» Work to do: Render the rows below as a Markdown table with two columns, Row and Content, giving each line its row number and skipping blank lines. Leave the pictures out of the answer.

» Record set:
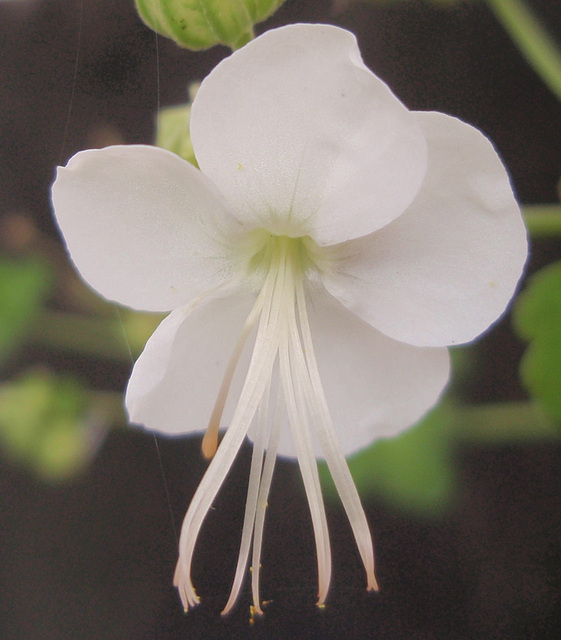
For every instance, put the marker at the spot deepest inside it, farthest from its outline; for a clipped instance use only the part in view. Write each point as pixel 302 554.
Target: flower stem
pixel 532 40
pixel 543 221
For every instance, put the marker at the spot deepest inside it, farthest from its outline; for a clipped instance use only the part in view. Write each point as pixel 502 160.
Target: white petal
pixel 176 379
pixel 446 269
pixel 302 139
pixel 375 386
pixel 143 227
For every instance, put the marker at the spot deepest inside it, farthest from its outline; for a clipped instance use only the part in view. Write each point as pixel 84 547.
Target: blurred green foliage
pixel 200 24
pixel 414 472
pixel 42 424
pixel 24 285
pixel 537 318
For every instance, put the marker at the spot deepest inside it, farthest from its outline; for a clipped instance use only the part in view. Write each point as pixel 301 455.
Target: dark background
pixel 94 558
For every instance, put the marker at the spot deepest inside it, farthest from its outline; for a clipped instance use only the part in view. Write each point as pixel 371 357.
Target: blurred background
pixel 465 509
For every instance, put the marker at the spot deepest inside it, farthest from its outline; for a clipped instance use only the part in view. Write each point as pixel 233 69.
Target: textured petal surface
pixel 375 386
pixel 446 269
pixel 302 139
pixel 143 227
pixel 176 379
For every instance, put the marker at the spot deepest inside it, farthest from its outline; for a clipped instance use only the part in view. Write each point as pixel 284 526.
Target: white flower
pixel 331 246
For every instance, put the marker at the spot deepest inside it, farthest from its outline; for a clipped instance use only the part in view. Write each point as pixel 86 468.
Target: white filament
pixel 283 349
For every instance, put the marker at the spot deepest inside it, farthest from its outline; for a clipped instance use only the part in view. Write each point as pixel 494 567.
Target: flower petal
pixel 176 379
pixel 143 227
pixel 302 139
pixel 446 269
pixel 375 386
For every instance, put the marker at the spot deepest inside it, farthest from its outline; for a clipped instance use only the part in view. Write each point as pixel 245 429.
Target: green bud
pixel 200 24
pixel 172 129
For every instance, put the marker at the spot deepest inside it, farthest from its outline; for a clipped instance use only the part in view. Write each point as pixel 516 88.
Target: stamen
pixel 259 446
pixel 330 445
pixel 210 439
pixel 264 489
pixel 304 449
pixel 257 379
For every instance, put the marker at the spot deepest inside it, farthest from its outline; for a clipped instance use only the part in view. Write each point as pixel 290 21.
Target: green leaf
pixel 172 129
pixel 200 24
pixel 42 420
pixel 537 318
pixel 414 471
pixel 24 285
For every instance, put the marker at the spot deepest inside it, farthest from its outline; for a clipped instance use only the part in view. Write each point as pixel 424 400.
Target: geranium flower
pixel 330 247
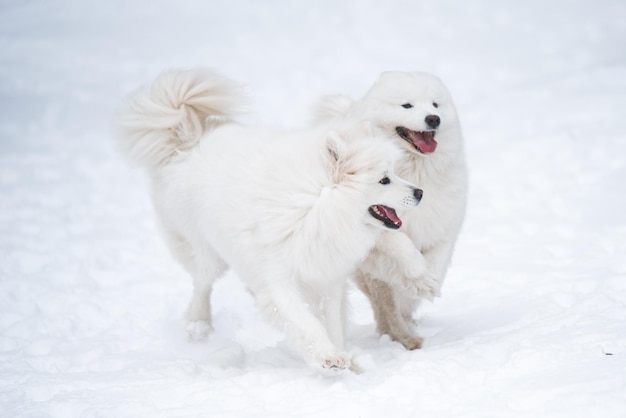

» The output:
| Row | Content |
|---|---|
| 1 | For every instance, put the marker at the spot deepest inside it, farthest from its outline; for a clipped instance use only the part in view. Write each point as pixel 302 554. |
| 2 | Target: flower stem |
| 3 | pixel 532 40 |
| 4 | pixel 543 221 |
| 5 | For every instance, put the marker at the spot deepest inside it, farthest from its outline; for a clipped instance use only the part in view. Write each point as pixel 502 160. |
| 6 | Target: white petal |
| 7 | pixel 176 379 |
| 8 | pixel 446 269 |
| 9 | pixel 302 139 |
| 10 | pixel 375 386 |
| 11 | pixel 143 227 |
| 12 | For every instance, put the marker at the spot deepest inside it, farthest from its outline; for a clipped instance use only the part in view. Write each point as pixel 84 547. |
| 13 | Target: blurred green foliage |
| 14 | pixel 200 24 |
| 15 | pixel 414 472 |
| 16 | pixel 42 424 |
| 17 | pixel 24 285 |
| 18 | pixel 537 318 |
| 19 | For every instance, put the marker at the spot deepest inside it, farthest from its outline; for a clipped instance use only the part in view. Write each point as pixel 301 455. |
| 20 | Target: dark background |
| 21 | pixel 94 558 |
| 22 | For every instance, put the marker at the spot deepest inside it, farthest from its outline; for a clipped instance use only the part in view. Write each point as pixel 371 357. |
| 23 | Target: blurred background |
| 24 | pixel 465 509 |
| 25 | For every instance, put the marker at the spot deepest inside it, farthest from its outline; for a clipped instance use only the part in view. Write each point as pixel 233 69. |
| 26 | Target: textured petal surface |
| 27 | pixel 375 386 |
| 28 | pixel 446 269 |
| 29 | pixel 302 139 |
| 30 | pixel 143 227 |
| 31 | pixel 176 379 |
| 32 | For every instance, put the marker at the spot deepest inside it, farthest from its outline; for a clipped instance use only the part in view. Write each point as pixel 284 526. |
| 33 | Target: white flower |
| 34 | pixel 331 246 |
| 35 | For every instance, put the marker at the spot deepest inside it, farthest from its outline; for a clipped instance use only the part in view. Write each point as pixel 86 468. |
| 36 | Target: white filament |
| 37 | pixel 283 349 |
| 38 | For every instance, put the marker at the spot deepest inside it, farthest from its outline; for a clipped instance use only the part in view. Write each point as pixel 494 567. |
| 39 | Target: flower petal |
| 40 | pixel 176 379 |
| 41 | pixel 143 227 |
| 42 | pixel 302 139 |
| 43 | pixel 446 269 |
| 44 | pixel 375 386 |
| 45 | For every instance, put the marker at the spot deepest inside it, farthest from its outline; for a clipped instance use only the part in view. Write each point as pixel 245 429. |
| 46 | Target: green bud |
| 47 | pixel 200 24 |
| 48 | pixel 172 129 |
| 49 | For every instance, put the marker at the spot deepest inside it, farthest from its outline; for a clipped instance use only the part in view. Write each point as pixel 516 88. |
| 50 | Target: stamen |
| 51 | pixel 259 446 |
| 52 | pixel 330 445 |
| 53 | pixel 210 439 |
| 54 | pixel 264 489 |
| 55 | pixel 304 449 |
| 56 | pixel 257 379 |
| 57 | For every instance, put the marker at the spot deepest inside it, farthest from its outline; for a clipped instance use only the part in view. Write each point as pixel 290 21. |
| 58 | Target: green leaf |
| 59 | pixel 172 129 |
| 60 | pixel 200 24 |
| 61 | pixel 42 420 |
| 62 | pixel 537 318 |
| 63 | pixel 414 471 |
| 64 | pixel 24 285 |
| 65 | For every instance, put the marker at the spot deepest inside it, farthest from its outline; for a clipped instance use only the part in view. Write each point as pixel 424 400. |
| 66 | Target: geranium flower |
| 67 | pixel 330 247 |